These engineered neurons could be used to screen for compounds that increase the successful trafficking of APGs and their cargo to the lysosome as well as the subsequent recycling.

Retrolytic Therapy to Destroy Cells with Reactivated “Jumping Genes”

Dr. Andrei Gudkov - Roswell Park Comprehensive Cancer Center

Background:
Nearly half of the mammalian genome is composed of “invasive” genetic material left behind by viruses.
Includes millions of retrotranspons - “dead” DNA which are long- and short- interspersed nuclear elements.
Intracellular machinery that suppresses LINE reactivation to fail over time.
Can cause mutations in functional genes and disrupt the normal expression of non-mutated genes.
Cellular senescence and reactivation of retrotransposons such as LINE1 are tied intimately together.
Suppressing retrotransposon activity with drugs has been shown to inhibit tissue inflammation in aging mice.

Progress:
Gudkov will use a transgenic “suicide gene” system which will be triggered by the activation of the interferon response to retroviral reactivation.
Holds the promise of paving the way for powerful future “retrolytic” therapies.

--- Exercise data ---

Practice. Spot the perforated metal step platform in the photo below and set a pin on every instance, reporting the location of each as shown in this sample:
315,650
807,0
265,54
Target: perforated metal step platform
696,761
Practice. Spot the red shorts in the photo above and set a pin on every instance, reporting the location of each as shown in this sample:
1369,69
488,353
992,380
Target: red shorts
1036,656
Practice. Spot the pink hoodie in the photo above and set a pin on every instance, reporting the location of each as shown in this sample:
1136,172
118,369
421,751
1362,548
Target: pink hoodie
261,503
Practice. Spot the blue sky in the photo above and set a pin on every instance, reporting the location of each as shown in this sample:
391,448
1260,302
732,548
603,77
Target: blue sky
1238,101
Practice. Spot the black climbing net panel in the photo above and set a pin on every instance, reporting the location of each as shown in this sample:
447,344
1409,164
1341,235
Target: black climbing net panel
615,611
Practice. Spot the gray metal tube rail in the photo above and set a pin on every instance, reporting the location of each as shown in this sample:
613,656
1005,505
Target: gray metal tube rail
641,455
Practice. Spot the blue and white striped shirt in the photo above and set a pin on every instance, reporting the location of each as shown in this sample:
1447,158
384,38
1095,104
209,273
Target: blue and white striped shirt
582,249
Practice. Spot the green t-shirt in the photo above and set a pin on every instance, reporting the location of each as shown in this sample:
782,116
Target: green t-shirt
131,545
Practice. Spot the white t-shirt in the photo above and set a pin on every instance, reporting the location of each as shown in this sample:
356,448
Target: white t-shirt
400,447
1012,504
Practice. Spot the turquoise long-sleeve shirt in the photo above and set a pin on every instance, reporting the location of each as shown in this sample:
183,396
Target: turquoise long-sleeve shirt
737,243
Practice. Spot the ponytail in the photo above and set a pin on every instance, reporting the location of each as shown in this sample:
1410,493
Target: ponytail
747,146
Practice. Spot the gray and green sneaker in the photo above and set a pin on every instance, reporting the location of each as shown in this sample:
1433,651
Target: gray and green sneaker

--- Work instruction 1 ---
Edit the retrolytic therapy text from "Intracellular machinery that" to "of non-mutated genes.", changing "mutations" to "alterations".
--- Work instruction 2 ---
Summarize the retrolytic therapy text in two sentences.
--- Work instruction 3 ---
Continue the retrolytic therapy text from where it stops.

--- Exercise response 1 ---
Intracellular machinery that suppresses LINE reactivation to fail over time.
Can cause alterations in functional genes and disrupt the normal expression of non-mutated genes.

--- Exercise response 2 ---
Nearly half of the mammalian genome is invasive genetic material left by viruses, including retrotransposons such as LINE1, which can cause mutations, disrupt normal gene expression, and are closely tied to cellular senescence. Dr. Andrei Gudkov of Roswell Park Comprehensive Cancer Center will use a transgenic "suicide gene" system triggered by the interferon response to retroviral reactivation, which could pave the way for future "retrolytic" therapies.

--- Exercise response 3 ---
Lab has constructed the system and is inserting it into cells.
The next step is to breed mice that will harbour this inducible time bomb in all of their cells.

Functional Neuron Replacement to Rejuvenate the Neocortex

Dr. Jean Hébert - Albert Einstein College of Medicine (AECOM)

Background:
Cannot replace the brain with transplanted or artificial organs and so must be rejuvenated.
Only recently have researchers succeeded in integrating new neurons into areas of the brain involved in cognitive functions.
Problems:
majority of transplanted cells have failed to survive
it is difficult to determine whether the survivors succeed at integrating into synaptic circuits and improving local function
surgical transplantation can injure the very tissues we’re trying to maintain
requires a system for ongoing dispersal of neuronal precursor cells across the brain

Progress:
To enhance the survival and integration of transplanted neuronal precursor cells, team has co-transplanted them with blood-vessel-forming cells.
Little benefit in healthy brain, but provided 80% of the required vasculature in stroke model animals.
To enable the dispersal of replacement neurons noninvasively, taking advantage of the unique motile properties of microglia.
Hébert’s strategy is to transplant microglia that have already been engineered with genes needed to reprogram them into cortical projection neurons.
Has demonstrated that transplanted mouse microglia will spread across broad areas of the mouse cortex after it is transiently depleted of its own microglia.
Next step is to demonstrate the same thing using human-derived microglia (which needs a growth factor not present in mice brains).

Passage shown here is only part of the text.